▸ **Passage provided**
One might wonder if this fact is true in the more general context of complex spaces (i.e. things glued from analytic subsets of polydiscs much like algebraic varieties are glued from affine varieties).

A map $f: X \to Y$ between complex spaces is flat at $x \in X$ if $\mathcal O_{X,x}$ is flat as a $\mathcal O_{Y,f(x)}$-module, where $\mathcal{O}_{X,x}$ is the ring of germs of analytic functions at $x$. Then étale is flat (at all the points of the domain) and unramified. [One can find this definition in Grauert-Peternell-Remmert Several Complex Variables VII, Encyclopedia of Mathematical Sciences, vol 74]

It can't be true stated as it is though. Consider the Hopf surface: the quotient of $\mathbb{C}^2 - (0,0)$ by the action of $\mathbb Z$: $z \mapsto (1/2 z, 1/2 z)$. The map $(x,y) \mapsto (x : y)$ gives a projection $H \to \mathbb{P}^1$ with fibres elliptic curves. It can't have a meromorphic section because by composing with a projection to one of the axes one would get a meromorphic map from $\mathbb{P}^1$ to an elliptic curve,and since $\mathbb{P}^1$ is étale simply connected étale base change won't help. (I am not sure why taking étale base extensions won't help, but it seems to be the case)

I am going to be naive and arbitrary now and suppose that the reason that this counterexample works is that the fibres are "complicated". What if the fibres are, say, $\mathbb{C}^n$?

So my question is: given a smooth morphism $f: X \to Y$ of complex spaces such that all its fibres are isomorphic to $\mathbb{C}^n$, and a point $x \in X$, is it true that $f$ admits a section through $x$ defined on some Zariski open neighbourhood of $f(x)$, perhaps after an étale base change?

Do you have in mind a broader natural class of morphisms for which this statemnt works?

Update: This is actually a reminiscence of this old question.

I am intrested in families of vector spaces definable in the structure of compact complex spaces (the latter are being extensively studied by Rahim Moosa, see his survey "Model theory and complex geometry"). This means that I want to look at the following set of objects: definable sets $X$ and $Y$ and a definable map $p: X \to Y$, the maps $+: X \times X \to X$ and $\cdot: \mathbb{C} \times X \to X$ and a section of $p$, $0: Y \to X$ such that restriction of these maps on each fibre of $p$ define a vector space structure on it. Now a few words about what definable means.

▸ **Material**
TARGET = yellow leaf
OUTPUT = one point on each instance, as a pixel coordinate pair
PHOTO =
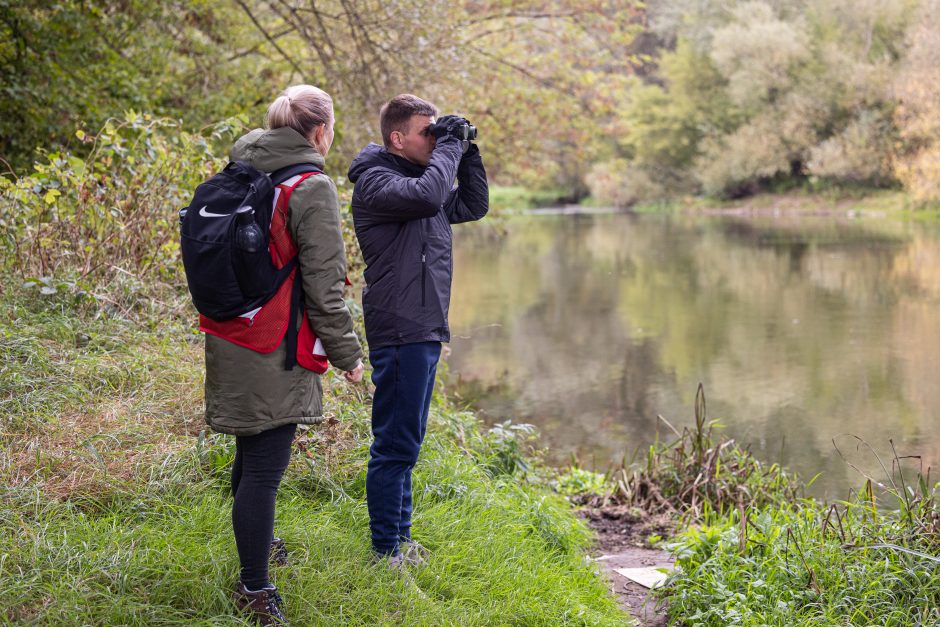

▸ **Written request**
Carry on the post about sections of maps between complex spaces from the point where it stops. The data has nothing to do with the post on complex spaces.

▸ **Result for this exercise**
A definable set is a constructible subset (in the analytic Zariski topology) of a compact complex space. A meromorphic map between complex spaces $X$ and $Y$ is an analytic subset $\Gamma \subset X \times Y$ such that the projection on the first coordinate is onto and is a biholomorphic map outside some proper analytic subset of $X$. Note that this is not the same as just holomorphic map defined on an open subset of $X$ (exponent is a holomorphic map from $\mathbb{C} \supset \mathbb{P}^1$ to $\mathbb{P}^1$, but is not meromorphic, since it's graph is not an analytic subset of $\mathbb{P}^1\times \mathbb{P}^1$). A definable map is a piecewise meromorphic map, meaning that there is a cover $\cup U_i = X$ and on each $U_i$ the map coincides with a meromorphic map $\overline{U_i} \to Y$ for some compact $\overline{U_i}$ into which $U_i$ embeds.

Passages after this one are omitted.